● **Lines of data**:
>> START
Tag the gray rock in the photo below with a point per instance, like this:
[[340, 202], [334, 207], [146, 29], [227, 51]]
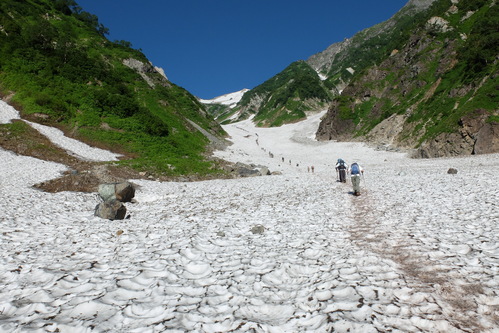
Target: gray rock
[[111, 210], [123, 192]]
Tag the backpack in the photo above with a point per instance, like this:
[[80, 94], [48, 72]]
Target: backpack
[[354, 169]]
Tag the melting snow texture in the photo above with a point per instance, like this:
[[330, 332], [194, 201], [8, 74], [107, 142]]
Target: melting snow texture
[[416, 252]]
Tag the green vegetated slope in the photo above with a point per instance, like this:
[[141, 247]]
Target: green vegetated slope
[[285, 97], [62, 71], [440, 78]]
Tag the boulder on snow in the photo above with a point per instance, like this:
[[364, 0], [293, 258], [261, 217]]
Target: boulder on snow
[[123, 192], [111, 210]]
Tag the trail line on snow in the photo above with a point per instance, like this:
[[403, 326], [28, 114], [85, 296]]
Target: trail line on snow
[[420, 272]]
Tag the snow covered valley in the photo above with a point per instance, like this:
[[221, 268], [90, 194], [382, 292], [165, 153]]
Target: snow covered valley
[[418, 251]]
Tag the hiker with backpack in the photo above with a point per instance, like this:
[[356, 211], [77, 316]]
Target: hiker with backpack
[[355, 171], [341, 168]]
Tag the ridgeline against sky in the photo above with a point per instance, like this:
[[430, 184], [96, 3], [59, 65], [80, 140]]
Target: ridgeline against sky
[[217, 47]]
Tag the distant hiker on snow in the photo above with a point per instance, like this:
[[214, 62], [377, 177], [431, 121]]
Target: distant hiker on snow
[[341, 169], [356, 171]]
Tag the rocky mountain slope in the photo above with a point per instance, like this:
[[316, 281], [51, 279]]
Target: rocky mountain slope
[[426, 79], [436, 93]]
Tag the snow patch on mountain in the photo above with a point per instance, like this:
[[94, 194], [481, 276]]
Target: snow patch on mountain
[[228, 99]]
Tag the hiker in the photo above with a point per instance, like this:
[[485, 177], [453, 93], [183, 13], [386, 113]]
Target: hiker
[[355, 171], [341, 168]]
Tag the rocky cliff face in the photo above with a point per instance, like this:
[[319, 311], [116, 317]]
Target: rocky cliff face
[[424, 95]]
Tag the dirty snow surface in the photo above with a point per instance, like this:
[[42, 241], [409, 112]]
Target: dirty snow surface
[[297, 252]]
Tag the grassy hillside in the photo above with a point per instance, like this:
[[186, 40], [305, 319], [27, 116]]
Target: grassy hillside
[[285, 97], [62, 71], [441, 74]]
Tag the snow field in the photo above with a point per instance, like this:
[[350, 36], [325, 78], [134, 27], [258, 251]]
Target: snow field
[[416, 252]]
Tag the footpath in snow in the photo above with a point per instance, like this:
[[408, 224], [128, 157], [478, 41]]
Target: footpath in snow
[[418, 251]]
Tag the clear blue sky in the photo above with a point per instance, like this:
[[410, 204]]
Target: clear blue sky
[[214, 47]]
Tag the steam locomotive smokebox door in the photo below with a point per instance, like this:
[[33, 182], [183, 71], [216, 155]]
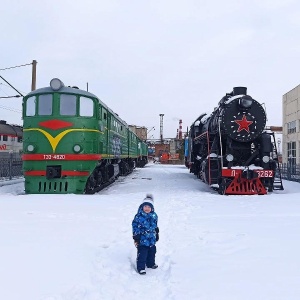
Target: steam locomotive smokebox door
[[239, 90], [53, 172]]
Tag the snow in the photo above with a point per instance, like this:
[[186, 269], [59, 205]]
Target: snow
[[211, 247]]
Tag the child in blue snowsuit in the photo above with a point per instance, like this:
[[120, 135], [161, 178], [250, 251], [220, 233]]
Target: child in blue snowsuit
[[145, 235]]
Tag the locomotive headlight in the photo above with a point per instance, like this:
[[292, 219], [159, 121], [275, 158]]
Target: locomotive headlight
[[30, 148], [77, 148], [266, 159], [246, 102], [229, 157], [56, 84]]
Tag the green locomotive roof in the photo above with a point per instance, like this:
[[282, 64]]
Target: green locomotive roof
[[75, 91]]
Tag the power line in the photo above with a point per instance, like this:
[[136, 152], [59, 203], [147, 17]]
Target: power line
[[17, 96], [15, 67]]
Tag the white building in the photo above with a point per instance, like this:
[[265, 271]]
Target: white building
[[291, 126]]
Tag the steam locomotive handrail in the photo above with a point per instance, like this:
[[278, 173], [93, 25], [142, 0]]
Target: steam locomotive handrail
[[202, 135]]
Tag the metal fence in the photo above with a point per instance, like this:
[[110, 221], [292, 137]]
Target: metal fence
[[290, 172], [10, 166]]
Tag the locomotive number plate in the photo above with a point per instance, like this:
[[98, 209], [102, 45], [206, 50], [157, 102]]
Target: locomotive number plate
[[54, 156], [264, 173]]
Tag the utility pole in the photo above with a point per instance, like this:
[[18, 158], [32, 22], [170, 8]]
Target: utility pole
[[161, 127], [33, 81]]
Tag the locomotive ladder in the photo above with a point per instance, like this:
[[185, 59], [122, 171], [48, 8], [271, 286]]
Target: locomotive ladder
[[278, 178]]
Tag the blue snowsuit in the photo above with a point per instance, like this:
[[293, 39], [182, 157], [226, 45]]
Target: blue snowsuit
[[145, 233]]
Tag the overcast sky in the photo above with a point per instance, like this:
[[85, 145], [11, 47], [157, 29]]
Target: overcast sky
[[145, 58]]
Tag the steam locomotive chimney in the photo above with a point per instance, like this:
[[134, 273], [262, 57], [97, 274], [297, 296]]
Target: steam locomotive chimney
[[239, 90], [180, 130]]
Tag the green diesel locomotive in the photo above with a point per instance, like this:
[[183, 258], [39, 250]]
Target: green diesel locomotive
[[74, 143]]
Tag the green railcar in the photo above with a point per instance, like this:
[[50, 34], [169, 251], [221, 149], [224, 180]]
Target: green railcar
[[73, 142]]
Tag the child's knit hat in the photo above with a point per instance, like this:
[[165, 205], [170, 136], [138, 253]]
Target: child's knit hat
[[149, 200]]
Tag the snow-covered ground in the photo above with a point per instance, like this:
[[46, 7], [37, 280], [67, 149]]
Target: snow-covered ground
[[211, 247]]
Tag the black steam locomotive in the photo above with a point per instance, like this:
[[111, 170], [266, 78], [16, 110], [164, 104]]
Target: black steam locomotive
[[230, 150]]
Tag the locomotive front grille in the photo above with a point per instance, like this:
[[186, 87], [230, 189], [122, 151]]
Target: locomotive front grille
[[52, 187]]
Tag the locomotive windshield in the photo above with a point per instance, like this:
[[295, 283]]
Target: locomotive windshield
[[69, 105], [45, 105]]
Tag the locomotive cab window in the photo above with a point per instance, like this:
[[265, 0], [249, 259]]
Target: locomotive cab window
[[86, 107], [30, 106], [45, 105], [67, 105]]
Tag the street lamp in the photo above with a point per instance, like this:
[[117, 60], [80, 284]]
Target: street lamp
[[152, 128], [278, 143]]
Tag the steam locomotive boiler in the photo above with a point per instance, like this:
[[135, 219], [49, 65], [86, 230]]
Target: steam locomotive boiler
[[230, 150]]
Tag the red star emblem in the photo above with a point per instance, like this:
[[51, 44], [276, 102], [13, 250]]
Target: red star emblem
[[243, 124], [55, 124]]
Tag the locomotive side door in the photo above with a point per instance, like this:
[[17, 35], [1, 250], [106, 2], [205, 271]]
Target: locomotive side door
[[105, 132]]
>> END
Can you quote exactly the lines from the one containing "Tag the locomotive cab" through the last line of the records above, and nothing else?

Tag the locomotive cab window in the photo above with a point per instance, like this:
[[265, 0], [249, 259]]
Target: locomotive cab window
[[86, 107], [30, 106], [45, 105], [67, 105]]
Tag the street lamp in the photo above with a point per instance, like this:
[[117, 60], [80, 284]]
Target: street lamp
[[152, 128], [278, 143]]
Tag the steam locomotive boiler in the photo above with a point per instance, like this:
[[135, 219], [49, 65], [86, 230]]
Target: steam locomotive boiler
[[230, 150]]
Tag the red star emblem in the photo above with a point per instance, like this:
[[51, 44], [276, 102], [13, 250]]
Target: red star emblem
[[243, 124], [55, 124]]
Tag the locomotive side door in the photo above with a point per instance, like this:
[[17, 35], [1, 250], [106, 2], [205, 271]]
Target: locomotive side door
[[105, 132]]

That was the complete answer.